▶ Given problem 1:
In the CTFE text, which AST manipulation construct can code evaluated by CTFE no longer use?

▶ Text excerpt:

In discussions among D users, when CTFE is mentioned it is usually in this context, where CTFE evaluation is forced because the value of an expression must be known at compile-time.

A different "compile-time"

Coming back to the topic at hand, though, notice that when we speak of CTFE, we speak of "virtual machines" and "bytecode interpreters". This implies that by this point, the code has gone far enough through the compilation process that it is essentially ready to be turned into runtime executable code.

In particular, this means that it has long passed the AST manipulation stage. Which in turn implies that code that can be evaluated by CTFE can no longer make use of AST manipulation constructs like static if. In order for CTFE to work, semantic notions such as variables and memory must have been assigned to various constructs in the code, otherwise there is nothing to execute or interpret. But in the AST manipulation phase, such semantics have not yet been assigned -- we're still manipulating the structure of the program.

▶ Data for the task:
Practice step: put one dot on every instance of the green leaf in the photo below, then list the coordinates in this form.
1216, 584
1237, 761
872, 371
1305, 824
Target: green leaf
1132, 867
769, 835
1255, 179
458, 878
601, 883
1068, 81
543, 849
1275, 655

* * *

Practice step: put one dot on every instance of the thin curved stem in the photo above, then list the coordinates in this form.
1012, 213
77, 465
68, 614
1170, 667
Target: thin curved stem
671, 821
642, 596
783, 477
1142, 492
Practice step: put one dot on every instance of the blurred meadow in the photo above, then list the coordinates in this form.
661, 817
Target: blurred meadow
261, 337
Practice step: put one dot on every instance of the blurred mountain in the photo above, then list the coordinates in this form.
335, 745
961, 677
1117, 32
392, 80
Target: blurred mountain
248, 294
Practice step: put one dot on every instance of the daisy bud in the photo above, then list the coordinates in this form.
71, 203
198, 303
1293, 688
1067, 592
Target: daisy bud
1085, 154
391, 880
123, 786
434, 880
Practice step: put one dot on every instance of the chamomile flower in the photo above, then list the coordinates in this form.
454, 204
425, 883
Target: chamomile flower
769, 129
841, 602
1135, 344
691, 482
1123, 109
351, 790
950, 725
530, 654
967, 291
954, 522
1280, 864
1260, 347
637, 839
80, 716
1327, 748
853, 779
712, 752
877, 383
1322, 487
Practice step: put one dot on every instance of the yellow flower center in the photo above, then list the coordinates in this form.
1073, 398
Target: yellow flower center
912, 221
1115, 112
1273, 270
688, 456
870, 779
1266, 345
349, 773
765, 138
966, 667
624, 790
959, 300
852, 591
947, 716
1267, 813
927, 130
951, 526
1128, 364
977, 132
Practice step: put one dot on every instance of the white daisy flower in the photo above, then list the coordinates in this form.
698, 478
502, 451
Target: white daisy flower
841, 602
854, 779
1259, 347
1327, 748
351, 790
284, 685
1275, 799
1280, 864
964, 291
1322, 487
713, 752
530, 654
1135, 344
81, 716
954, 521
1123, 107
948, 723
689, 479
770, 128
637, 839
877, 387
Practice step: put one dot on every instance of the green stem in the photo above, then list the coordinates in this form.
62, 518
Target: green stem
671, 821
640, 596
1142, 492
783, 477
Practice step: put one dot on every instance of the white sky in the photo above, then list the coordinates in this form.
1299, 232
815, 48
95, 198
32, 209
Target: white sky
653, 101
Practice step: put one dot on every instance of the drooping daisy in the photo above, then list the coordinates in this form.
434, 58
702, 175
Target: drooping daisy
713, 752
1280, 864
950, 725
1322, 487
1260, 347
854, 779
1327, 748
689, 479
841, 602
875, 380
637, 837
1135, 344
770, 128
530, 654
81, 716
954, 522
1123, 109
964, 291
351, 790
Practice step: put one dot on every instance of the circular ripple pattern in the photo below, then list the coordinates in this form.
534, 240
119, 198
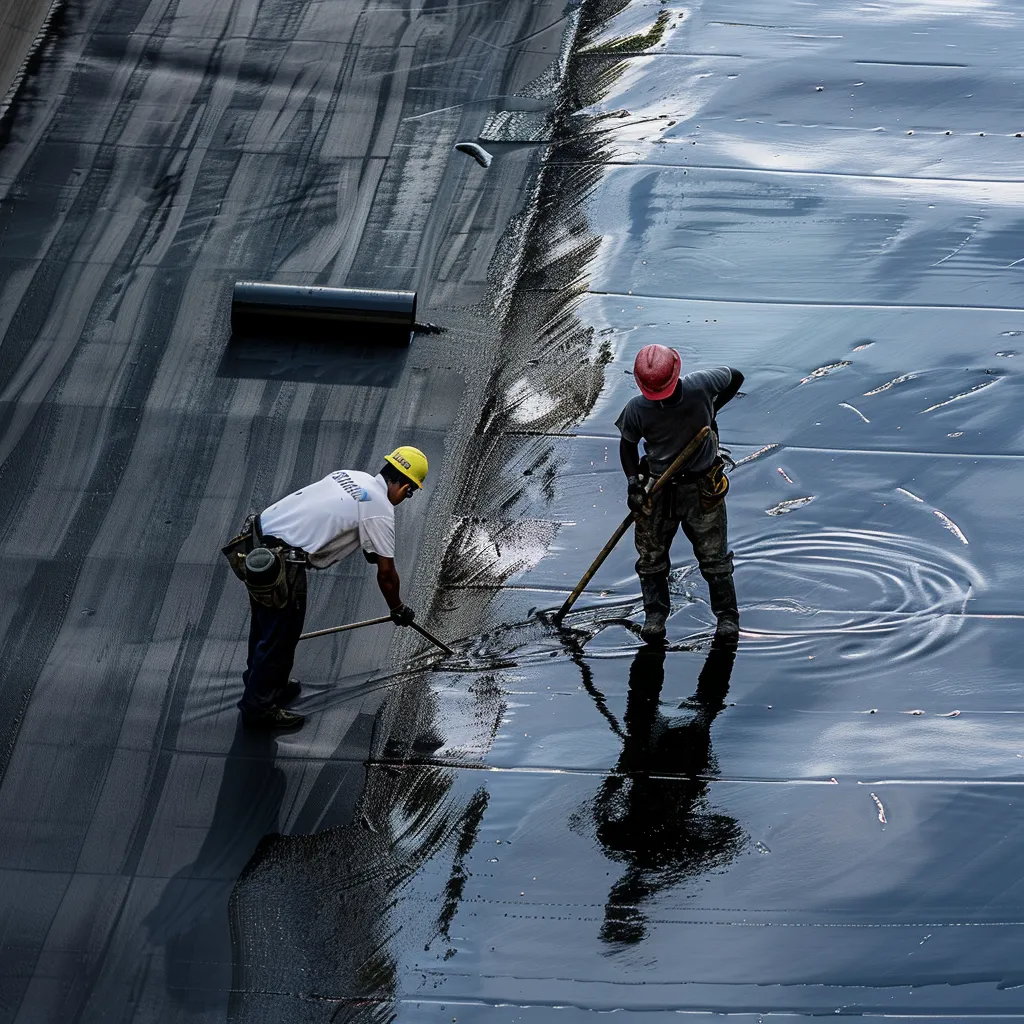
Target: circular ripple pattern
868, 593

==

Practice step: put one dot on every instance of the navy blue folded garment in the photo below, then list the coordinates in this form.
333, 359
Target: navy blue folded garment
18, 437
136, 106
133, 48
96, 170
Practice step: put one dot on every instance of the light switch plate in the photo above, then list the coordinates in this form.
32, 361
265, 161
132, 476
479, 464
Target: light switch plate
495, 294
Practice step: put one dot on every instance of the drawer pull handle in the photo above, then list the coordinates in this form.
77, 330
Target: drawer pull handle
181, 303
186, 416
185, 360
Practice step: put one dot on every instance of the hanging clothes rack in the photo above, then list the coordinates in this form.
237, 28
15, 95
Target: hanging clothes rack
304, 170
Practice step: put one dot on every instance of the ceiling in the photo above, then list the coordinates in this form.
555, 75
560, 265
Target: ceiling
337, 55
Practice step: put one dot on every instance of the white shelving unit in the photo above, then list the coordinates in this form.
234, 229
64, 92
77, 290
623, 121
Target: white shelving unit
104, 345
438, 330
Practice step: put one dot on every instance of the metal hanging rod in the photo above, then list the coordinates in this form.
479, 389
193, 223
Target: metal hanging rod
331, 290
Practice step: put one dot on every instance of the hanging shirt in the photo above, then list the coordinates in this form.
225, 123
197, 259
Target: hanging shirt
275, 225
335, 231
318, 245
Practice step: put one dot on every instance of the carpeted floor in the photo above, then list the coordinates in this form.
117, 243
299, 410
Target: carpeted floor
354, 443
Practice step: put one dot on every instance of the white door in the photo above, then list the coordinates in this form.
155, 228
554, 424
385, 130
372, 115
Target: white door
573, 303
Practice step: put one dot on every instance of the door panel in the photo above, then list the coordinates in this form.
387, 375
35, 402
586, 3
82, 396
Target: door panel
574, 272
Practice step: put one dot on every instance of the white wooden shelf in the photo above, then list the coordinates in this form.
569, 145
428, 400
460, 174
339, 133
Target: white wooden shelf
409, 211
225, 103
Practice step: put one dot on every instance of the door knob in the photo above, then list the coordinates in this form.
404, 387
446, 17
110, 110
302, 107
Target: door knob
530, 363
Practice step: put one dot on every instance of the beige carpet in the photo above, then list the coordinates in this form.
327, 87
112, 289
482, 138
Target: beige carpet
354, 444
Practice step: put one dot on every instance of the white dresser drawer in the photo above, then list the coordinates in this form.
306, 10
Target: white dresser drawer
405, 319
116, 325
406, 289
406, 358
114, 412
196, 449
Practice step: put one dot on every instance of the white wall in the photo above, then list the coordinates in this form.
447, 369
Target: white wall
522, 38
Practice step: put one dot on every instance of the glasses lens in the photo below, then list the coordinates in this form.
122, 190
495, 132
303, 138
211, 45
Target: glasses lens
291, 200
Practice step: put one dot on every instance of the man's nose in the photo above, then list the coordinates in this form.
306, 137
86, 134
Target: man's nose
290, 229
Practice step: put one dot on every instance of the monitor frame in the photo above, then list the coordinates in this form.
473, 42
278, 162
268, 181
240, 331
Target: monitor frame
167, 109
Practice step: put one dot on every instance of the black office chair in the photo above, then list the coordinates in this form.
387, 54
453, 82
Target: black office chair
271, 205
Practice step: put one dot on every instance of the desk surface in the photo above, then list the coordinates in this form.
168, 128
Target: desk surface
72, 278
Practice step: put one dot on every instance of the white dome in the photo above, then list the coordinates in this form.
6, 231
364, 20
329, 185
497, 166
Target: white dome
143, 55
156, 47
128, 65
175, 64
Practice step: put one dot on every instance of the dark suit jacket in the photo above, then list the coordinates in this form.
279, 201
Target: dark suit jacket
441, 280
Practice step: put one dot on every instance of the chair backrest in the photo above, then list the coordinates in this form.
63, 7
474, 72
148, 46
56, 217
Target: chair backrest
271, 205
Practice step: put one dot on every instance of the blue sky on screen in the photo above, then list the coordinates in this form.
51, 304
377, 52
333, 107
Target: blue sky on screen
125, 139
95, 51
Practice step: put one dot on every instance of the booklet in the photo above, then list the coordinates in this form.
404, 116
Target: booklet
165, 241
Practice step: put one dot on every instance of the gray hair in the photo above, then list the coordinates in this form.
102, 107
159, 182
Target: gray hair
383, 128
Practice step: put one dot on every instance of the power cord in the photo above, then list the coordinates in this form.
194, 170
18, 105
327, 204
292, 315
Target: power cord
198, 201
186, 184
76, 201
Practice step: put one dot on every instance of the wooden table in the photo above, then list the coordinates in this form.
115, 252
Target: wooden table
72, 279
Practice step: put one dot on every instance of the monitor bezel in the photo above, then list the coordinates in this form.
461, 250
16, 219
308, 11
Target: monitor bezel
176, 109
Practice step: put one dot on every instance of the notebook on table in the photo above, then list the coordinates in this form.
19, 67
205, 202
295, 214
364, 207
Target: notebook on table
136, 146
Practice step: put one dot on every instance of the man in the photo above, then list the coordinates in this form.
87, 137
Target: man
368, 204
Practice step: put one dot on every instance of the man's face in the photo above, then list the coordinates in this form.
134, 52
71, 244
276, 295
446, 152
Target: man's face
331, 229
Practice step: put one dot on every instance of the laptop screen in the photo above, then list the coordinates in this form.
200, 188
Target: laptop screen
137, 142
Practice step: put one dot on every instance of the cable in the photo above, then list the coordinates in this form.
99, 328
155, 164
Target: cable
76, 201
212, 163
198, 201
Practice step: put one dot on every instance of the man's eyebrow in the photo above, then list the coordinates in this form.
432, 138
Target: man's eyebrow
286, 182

▶ Given problem 2:
Pick out every line in the records above that contains the word "black".

▶ Exercise answer 1:
static if

▶ Exercise answer 2:
Practice step: put one dot on every instance of the black office chair in the photo above, then list the coordinates in this form.
Target: black office chair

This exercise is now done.